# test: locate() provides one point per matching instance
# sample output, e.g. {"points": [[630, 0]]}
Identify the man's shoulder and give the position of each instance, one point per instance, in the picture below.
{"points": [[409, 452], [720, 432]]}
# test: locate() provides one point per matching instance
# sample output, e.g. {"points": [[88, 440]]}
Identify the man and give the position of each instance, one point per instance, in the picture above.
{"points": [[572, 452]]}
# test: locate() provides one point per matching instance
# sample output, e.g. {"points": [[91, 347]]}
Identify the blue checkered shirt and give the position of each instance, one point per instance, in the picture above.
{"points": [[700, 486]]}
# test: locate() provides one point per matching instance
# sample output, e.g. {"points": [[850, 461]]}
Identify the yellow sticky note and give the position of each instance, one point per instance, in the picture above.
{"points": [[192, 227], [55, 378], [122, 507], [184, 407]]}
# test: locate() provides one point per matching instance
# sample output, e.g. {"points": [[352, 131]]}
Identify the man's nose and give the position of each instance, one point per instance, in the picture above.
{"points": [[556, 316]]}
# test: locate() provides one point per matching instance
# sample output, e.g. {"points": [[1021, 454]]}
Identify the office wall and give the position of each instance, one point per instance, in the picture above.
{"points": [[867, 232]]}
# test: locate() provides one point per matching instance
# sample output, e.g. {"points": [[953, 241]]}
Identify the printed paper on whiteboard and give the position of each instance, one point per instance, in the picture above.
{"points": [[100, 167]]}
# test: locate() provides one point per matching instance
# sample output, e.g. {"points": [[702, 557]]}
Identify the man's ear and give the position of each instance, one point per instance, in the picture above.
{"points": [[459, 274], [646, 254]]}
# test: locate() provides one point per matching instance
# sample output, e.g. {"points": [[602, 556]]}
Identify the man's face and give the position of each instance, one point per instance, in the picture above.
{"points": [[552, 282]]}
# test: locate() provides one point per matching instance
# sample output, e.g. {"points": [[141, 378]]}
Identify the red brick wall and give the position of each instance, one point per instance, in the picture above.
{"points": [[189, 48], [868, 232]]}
++++++++++
Instructions for the task.
Among the lines of the listing, count those holding the string "output" and reply with the count only.

Answer.
10